ACTIVITY
When you reach the records, transcribe all of them exactly.

SOURCE RECORDS
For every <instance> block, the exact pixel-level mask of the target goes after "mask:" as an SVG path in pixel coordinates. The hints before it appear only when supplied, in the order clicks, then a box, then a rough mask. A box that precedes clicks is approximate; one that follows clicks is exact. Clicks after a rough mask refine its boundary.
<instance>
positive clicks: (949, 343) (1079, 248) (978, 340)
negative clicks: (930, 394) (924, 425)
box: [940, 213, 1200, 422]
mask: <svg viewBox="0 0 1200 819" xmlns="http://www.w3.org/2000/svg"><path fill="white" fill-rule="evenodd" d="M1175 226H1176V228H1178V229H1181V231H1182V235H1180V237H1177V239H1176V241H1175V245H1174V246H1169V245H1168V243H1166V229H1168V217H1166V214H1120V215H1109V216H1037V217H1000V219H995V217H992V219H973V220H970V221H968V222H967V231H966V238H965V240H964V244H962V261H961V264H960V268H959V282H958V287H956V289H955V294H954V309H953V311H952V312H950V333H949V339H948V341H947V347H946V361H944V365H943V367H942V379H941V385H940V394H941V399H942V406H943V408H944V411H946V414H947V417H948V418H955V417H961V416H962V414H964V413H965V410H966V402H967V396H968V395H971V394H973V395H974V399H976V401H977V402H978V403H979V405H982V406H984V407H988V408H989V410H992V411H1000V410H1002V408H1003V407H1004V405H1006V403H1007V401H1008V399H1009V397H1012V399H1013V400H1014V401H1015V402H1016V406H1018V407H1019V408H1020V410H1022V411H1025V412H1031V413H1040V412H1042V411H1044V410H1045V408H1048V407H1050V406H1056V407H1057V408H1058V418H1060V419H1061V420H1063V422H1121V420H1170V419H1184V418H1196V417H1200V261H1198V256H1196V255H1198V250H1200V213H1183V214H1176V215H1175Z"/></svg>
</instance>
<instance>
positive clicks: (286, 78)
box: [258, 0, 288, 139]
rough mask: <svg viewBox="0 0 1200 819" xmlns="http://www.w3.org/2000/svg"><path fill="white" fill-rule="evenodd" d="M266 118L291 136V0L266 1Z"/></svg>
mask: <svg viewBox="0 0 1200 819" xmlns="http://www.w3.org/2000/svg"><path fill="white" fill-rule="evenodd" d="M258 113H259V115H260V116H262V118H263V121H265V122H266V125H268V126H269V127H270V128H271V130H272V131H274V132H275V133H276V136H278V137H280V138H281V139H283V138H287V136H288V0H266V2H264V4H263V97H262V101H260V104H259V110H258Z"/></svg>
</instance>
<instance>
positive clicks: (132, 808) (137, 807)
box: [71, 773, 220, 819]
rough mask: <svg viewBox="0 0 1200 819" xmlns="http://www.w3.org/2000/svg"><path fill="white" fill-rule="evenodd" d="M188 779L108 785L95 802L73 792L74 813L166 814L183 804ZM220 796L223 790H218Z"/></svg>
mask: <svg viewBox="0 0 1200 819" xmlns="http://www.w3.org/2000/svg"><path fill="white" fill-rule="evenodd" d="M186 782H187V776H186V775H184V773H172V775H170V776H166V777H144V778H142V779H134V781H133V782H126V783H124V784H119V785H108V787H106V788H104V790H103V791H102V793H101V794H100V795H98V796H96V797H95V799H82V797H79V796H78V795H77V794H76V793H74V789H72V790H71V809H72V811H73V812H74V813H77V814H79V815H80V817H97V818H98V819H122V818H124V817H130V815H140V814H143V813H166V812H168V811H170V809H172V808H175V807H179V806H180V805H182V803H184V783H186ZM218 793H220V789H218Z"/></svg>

OUTPUT OF THE TASK
For every <instance> block, the exact pixel-level mask of the target goes after "mask:" as an SVG path in pixel coordinates. The hints before it appear only when supplied, in the order clicks, then a box, then a rough mask. A box that precedes clicks is approximate; one that follows clicks is exact. Clicks after a rough mask refine its boundary.
<instance>
positive clicks: (949, 343) (1079, 248) (978, 340)
negative clicks: (930, 394) (924, 425)
box: [940, 213, 1200, 422]
mask: <svg viewBox="0 0 1200 819" xmlns="http://www.w3.org/2000/svg"><path fill="white" fill-rule="evenodd" d="M1175 226H1176V228H1178V229H1181V231H1182V235H1180V237H1177V239H1176V241H1175V245H1174V246H1169V245H1168V243H1166V229H1168V217H1166V214H1120V215H1109V216H1037V217H1000V219H995V217H992V219H973V220H970V221H968V222H967V231H966V238H965V240H964V244H962V261H961V264H960V268H959V282H958V287H956V289H955V294H954V309H953V311H952V312H950V333H949V339H948V341H947V347H946V361H944V365H943V367H942V379H941V385H940V394H941V399H942V406H943V408H944V411H946V414H947V417H948V418H955V417H961V416H962V414H964V413H965V410H966V402H967V396H968V395H971V394H973V395H974V399H976V401H977V402H978V403H979V405H982V406H984V407H988V408H989V410H992V411H1000V410H1002V408H1003V407H1004V405H1006V403H1007V401H1008V399H1009V397H1012V399H1013V400H1014V401H1015V402H1016V406H1018V407H1019V408H1020V410H1022V411H1025V412H1031V413H1040V412H1042V411H1044V410H1045V408H1048V407H1050V406H1056V407H1057V408H1058V418H1060V419H1061V420H1063V422H1121V420H1170V419H1184V418H1196V417H1200V261H1198V256H1196V255H1198V250H1200V213H1183V214H1176V215H1175Z"/></svg>
</instance>
<instance>
positive clicks: (286, 78)
box: [258, 0, 288, 139]
rough mask: <svg viewBox="0 0 1200 819" xmlns="http://www.w3.org/2000/svg"><path fill="white" fill-rule="evenodd" d="M266 118L291 136V0L266 1Z"/></svg>
mask: <svg viewBox="0 0 1200 819" xmlns="http://www.w3.org/2000/svg"><path fill="white" fill-rule="evenodd" d="M258 113H259V115H260V116H262V118H263V121H265V122H266V125H268V126H269V127H270V128H271V130H272V131H274V132H275V133H276V136H278V137H280V138H281V139H283V138H287V136H288V0H266V2H264V4H263V97H262V101H260V104H259V110H258Z"/></svg>
</instance>
<instance>
positive clicks: (132, 808) (137, 807)
box: [71, 773, 220, 819]
rough mask: <svg viewBox="0 0 1200 819" xmlns="http://www.w3.org/2000/svg"><path fill="white" fill-rule="evenodd" d="M188 779L108 785L95 802L73 792L74 813L166 814L183 804ZM220 796L223 790H218Z"/></svg>
mask: <svg viewBox="0 0 1200 819" xmlns="http://www.w3.org/2000/svg"><path fill="white" fill-rule="evenodd" d="M186 782H187V776H186V775H184V773H172V775H170V776H166V777H144V778H142V779H134V781H133V782H126V783H124V784H119V785H108V787H106V788H104V790H103V791H102V793H101V794H100V795H98V796H96V797H95V799H82V797H79V796H78V795H77V794H76V793H74V789H72V790H71V809H72V811H73V812H74V813H77V814H79V815H80V817H97V818H98V819H122V818H124V817H130V815H140V814H143V813H166V812H168V811H170V809H172V808H175V807H179V806H180V805H182V803H184V783H186ZM218 793H220V789H218Z"/></svg>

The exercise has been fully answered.